WHAT YOU NEED TO DO: Without the pictures, give the entries below again exactly as written.

>> Start RECORD EXCERPTS

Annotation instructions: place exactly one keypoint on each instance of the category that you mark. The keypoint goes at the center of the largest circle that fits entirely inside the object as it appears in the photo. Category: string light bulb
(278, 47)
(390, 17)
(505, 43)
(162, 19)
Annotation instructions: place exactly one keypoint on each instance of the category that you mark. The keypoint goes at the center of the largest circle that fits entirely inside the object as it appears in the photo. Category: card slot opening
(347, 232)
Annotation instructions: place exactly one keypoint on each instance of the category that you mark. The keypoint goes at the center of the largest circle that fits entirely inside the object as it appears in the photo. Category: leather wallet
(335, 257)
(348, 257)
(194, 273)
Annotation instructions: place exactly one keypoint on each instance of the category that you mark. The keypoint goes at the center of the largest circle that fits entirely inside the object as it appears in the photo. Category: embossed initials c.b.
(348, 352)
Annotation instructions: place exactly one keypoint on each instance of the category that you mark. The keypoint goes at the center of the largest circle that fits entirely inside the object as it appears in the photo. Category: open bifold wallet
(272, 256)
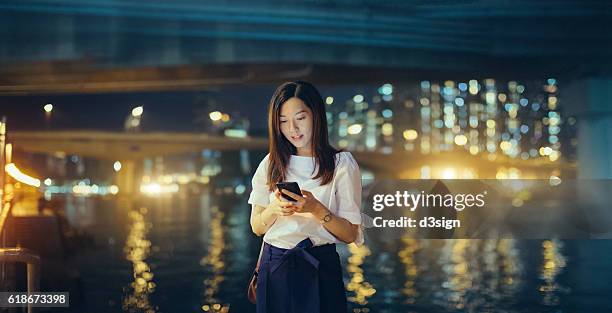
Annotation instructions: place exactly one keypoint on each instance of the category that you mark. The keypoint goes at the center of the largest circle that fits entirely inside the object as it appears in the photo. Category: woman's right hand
(280, 206)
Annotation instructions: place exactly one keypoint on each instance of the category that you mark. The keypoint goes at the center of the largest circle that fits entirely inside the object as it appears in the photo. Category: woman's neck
(304, 152)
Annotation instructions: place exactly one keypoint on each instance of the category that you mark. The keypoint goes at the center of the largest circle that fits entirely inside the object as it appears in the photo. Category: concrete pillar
(590, 101)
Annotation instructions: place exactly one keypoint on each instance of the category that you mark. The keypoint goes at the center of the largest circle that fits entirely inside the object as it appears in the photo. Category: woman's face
(296, 124)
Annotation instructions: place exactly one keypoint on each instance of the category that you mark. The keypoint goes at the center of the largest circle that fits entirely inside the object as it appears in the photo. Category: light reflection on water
(137, 249)
(202, 253)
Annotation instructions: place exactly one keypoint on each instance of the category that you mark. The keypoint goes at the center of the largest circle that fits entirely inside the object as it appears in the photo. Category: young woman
(300, 269)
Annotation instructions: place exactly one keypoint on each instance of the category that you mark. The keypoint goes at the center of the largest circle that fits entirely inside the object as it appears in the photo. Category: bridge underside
(111, 46)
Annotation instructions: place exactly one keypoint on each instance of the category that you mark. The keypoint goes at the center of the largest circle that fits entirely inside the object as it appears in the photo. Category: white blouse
(342, 196)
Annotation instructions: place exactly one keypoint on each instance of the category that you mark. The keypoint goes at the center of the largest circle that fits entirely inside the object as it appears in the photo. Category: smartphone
(291, 186)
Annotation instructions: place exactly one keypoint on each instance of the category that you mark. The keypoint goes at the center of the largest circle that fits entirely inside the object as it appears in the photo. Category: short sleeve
(260, 194)
(348, 192)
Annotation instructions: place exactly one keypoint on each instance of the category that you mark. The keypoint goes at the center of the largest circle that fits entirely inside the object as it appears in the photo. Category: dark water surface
(195, 254)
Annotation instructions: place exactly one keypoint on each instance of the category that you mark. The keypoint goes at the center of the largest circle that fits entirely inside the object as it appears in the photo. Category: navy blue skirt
(304, 279)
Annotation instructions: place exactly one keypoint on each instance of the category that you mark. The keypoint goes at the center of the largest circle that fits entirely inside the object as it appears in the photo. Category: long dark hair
(281, 149)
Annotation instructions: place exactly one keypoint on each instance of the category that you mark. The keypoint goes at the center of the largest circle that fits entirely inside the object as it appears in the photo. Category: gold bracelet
(261, 219)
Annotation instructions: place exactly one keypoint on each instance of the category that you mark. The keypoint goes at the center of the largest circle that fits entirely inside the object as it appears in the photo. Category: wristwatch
(327, 217)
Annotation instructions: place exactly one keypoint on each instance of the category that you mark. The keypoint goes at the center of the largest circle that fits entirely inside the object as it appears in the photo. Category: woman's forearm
(261, 219)
(338, 226)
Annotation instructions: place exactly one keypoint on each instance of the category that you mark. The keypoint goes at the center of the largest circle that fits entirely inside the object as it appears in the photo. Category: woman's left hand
(306, 203)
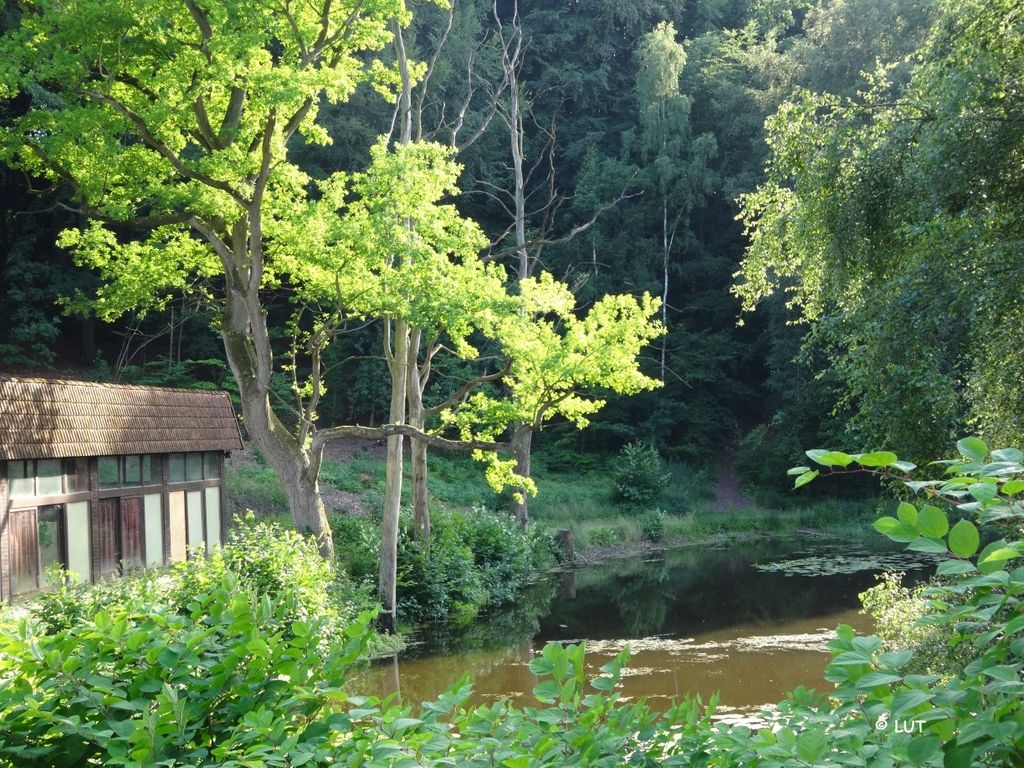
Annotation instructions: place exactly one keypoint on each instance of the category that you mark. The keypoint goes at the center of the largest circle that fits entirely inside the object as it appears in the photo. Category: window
(211, 465)
(35, 477)
(20, 478)
(125, 471)
(176, 468)
(118, 536)
(194, 466)
(110, 471)
(76, 475)
(49, 477)
(37, 541)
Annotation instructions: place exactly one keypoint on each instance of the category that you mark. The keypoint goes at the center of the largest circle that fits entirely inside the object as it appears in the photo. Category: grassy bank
(582, 501)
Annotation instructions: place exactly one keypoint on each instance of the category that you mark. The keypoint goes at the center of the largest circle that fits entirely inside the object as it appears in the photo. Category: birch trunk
(387, 581)
(522, 438)
(247, 346)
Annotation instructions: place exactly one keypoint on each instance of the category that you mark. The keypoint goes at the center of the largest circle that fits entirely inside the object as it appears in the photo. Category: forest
(554, 237)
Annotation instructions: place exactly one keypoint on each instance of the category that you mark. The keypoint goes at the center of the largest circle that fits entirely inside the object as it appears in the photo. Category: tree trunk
(415, 382)
(248, 349)
(522, 438)
(421, 508)
(387, 581)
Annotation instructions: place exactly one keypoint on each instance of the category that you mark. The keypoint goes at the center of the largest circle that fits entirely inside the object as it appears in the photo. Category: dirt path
(728, 495)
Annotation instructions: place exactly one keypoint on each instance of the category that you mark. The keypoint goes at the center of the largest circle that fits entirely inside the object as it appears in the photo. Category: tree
(173, 126)
(673, 161)
(892, 222)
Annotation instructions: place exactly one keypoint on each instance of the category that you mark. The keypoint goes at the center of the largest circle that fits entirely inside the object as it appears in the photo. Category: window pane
(194, 504)
(176, 468)
(194, 467)
(48, 477)
(211, 465)
(153, 506)
(212, 519)
(110, 476)
(131, 534)
(50, 539)
(24, 551)
(79, 553)
(20, 478)
(76, 475)
(133, 470)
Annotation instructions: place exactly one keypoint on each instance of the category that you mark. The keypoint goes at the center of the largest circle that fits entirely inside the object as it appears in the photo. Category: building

>> End RECORD EXCERPTS

RESPONSE TO THE EXERCISE:
Annotation instructions: place exactly one keypoint on each instance of the category that you mark. The keypoint goes at the center of the largest circle that fits entirely inside the object as it appears in the photo. Category: string light bulb
(278, 47)
(390, 17)
(505, 43)
(162, 19)
Annotation instructions: place exactly one keypoint on each instance of the category that you mark. The keypoint goes at the center of the largest circle that fits entirely inside the object as it appears in the photo. Category: card slot opening
(347, 232)
Annotation instructions: place exactly one keypoint on each instance of the category that you mark. The keypoint goes at the center of the largest circle that fits entirely inside the object as it appears in the photo. Category: leather wallet
(335, 257)
(348, 257)
(194, 273)
Annotation instructions: place exactly one keypoint on each instance of the category that you mark. The keypoint goes at the center of the largest circle that fits entirely inside the object as it appears in the photo. Category: embossed initials c.b.
(348, 352)
Annotation instructions: place exactly one keypoint on each instance of the category that you mark. The keypoint goes at the center of the largest circle that fits entirely inside the object as it appears in the photo. Category: open bifold wallet
(272, 256)
Annotation instructions: place exactly one keypoint on each instance of the category that you mark. The keypoint goes at the center of the largest circle that fits entirely inside the object as it appears in the photo. Category: woman's right hand
(280, 206)
Annotation instructions: place exactly one keypoint on each instance of the category that you mark. The keypoint goes at the center of the largest circle that fits entirely inside the object as it appears in the photo. Category: woman's neck
(304, 152)
Annotation instructions: place exactly one keypoint on each instance of the category that you mark. The keypoint goes at the center of the largest circle that fits entirely inside the object as it appears in the photo. Category: concrete pillar
(590, 101)
Annotation instructions: place exactly one keypoint on each instance of the category that you mark. The keypoint goes at the center of the largest circle that fits entirely inside the object as it appears in the photo. Category: woman's face
(296, 124)
Annotation instructions: place exactly one keypoint on each instance of the category that you mark. The keypoint goes at the center of the largest circle that fits entirely inside the object as it appears in the photo. Category: light reflection on water
(137, 249)
(202, 253)
Annotation instructions: place exactly one keypoint on each instance of the category that you mark. The keypoint goes at the center of the largest circle that fits entirely inside the object as it appears in the photo. Category: young woman
(300, 269)
Annotation instructions: place exactly one keypoint on each instance of the category that you mark. The keypoint goes at the center of the largest circle that fits entirely inside the object as it appears in the photo. Category: bridge underside
(111, 46)
Annotation instructions: place exactly one keypoint on each instance of the category that you mark. The keypoint goes at the center of the largest circle that fits entirely inside the object as it appears in the photo. Category: white blouse
(342, 196)
Annotation instructions: place exactly one keypoint on each instance of the category that you mark. The keypoint goes at the center of the largest circle that fits entirely inside the object as it appears in the photo. Category: smartphone
(291, 186)
Annotation instructions: place exactly one keypoint on each instance of the category that you mark. The keypoint goes at the center of the largest circle that fits entirely inside the object as it appears in the photo. Category: short sleeve
(260, 194)
(348, 192)
Annotation instructions: place exactly one keypoint on each instance of the category that you mark. The keypoint goes at the center of the largest circle that fits entirely inside the object as it appears in the photo. Category: dark water surface
(195, 254)
Annotation instructions: place exactly one keypoint on each instance of the category that you mark. The keypoint goes at the center of the largest circle that fits entirely inside the object as it appears in the photo. Category: navy blue skirt
(304, 279)
Annotation instructions: place exactly one keypoint on each instance of the category that you mark. The keypoint goes at the center of the largest circle that fits entirely inside the object as it appears in the photo. Category: long dark hair
(281, 149)
Annotation instructions: place exactly one keypoint on each instance of the category that you mark. The keypoint goes at the center of the largest circle that fits entirely inside the object as it appears in the photo. Category: gold bracelet
(261, 219)
Annotation instructions: place exactly one keypoint on each instance of the category that you mark. The keypoint goes at the center of the largest circle that fits entirely inside the object as it appears in the photo. Category: wristwatch
(327, 217)
Annotation instructions: place exactly one keypoint on each instance of the category that you mark. The keypoint goes at the center of the largest circle that fits entirely inside the object as it appears in the photo. Category: woman's forearm
(261, 219)
(338, 226)
Annotation instructions: place exactly one keypoint on each instance of the category that you mark. The keypoint goes at the center of the largest circle that fits entirely inside the object as it appears in the photo. Category: woman's left hand
(306, 203)
Annotation instructions: place exactly one keypoint on each instance of the category that you mark. The keypoint goes at the center of the largest circle that fits entirely inside the object as it appears in the photo. Category: window
(211, 465)
(35, 477)
(20, 478)
(125, 471)
(176, 468)
(118, 536)
(194, 466)
(110, 471)
(76, 475)
(49, 477)
(37, 541)
Annotation instructions: place exactly one keypoint on each instance of the category that you mark. The keypoint goes at the center of the largest circle that fits entirely inside the object as it appears in the photo. Category: grassy bank
(582, 501)
Annotation instructions: place exactly one keypoint on each instance of the category that you mark. The keypoint goes at the center of the largest circle that fits entirely inside the object as it appears in the photo. Category: birch trunk
(387, 581)
(522, 438)
(247, 346)
Annotation instructions: place exactly one keypoint on each instance of the category that you mark. The keypoint goes at the center of the largest circle that fits entirely inside the object as it appears in the photo. Category: forest
(554, 237)
Annotation instructions: place exactly one keypoint on each instance of the category that you mark. The keypoint goes at the center of the largest circle that fits entirely inside the object as it appears in the photo. Category: tree trunk
(415, 382)
(248, 349)
(522, 438)
(421, 508)
(387, 581)
Annotation instructions: place exactly one keypoint on each instance of the category that you mark. The keypoint goes at the center of the largest circle that fits entirely inside the object as it appears in the photo. Category: dirt path
(728, 495)
Annotation instructions: place exactly one keypoint on each instance of the category that you mark. The keypoint goes at the center of the largest circle that fits entirely inside the object as it appears in the photo. Category: tree
(173, 126)
(673, 161)
(892, 222)
Annotation instructions: place exactly one keypoint on each instance of the category that you mark. The keypoint goes at the center of the largest circle that fits entirely inside the object as it appears in the photo. Category: window pane
(194, 504)
(176, 468)
(194, 467)
(48, 477)
(211, 465)
(153, 506)
(212, 519)
(110, 476)
(131, 534)
(50, 539)
(24, 551)
(79, 553)
(20, 478)
(76, 475)
(133, 470)
Annotation instructions: place exactly one keypoint on each instance of the category that you mark. The keypoint goes at the center of the largest circle that fits entirely inside the object as it appears in the photo. Category: building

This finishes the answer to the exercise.